TO DO: Rewrite the listing below with every "weathered stone slab" changed to "moss-covered stone slab", keeping all else the same.

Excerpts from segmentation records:

-=-=-

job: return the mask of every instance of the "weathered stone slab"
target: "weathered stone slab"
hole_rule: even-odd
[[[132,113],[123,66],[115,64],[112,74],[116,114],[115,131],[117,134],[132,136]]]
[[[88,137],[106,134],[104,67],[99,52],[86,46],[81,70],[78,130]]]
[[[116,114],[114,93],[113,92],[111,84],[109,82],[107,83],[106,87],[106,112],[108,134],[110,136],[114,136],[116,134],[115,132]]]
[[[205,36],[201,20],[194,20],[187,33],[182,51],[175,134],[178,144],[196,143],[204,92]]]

-=-=-

CORRECT RESULT:
job: return the mask of every instance of the "moss-covered stone slab"
target: "moss-covered stone slab"
hole_rule: even-odd
[[[132,113],[123,66],[115,64],[112,74],[116,114],[115,131],[117,134],[132,136]]]
[[[88,137],[106,134],[104,67],[99,52],[86,46],[81,70],[78,130]]]
[[[116,114],[114,93],[113,92],[111,84],[109,82],[107,83],[106,87],[106,112],[108,134],[110,136],[114,136],[116,134],[115,132]]]
[[[205,36],[201,20],[194,20],[187,33],[182,51],[175,134],[178,144],[196,143],[204,92]]]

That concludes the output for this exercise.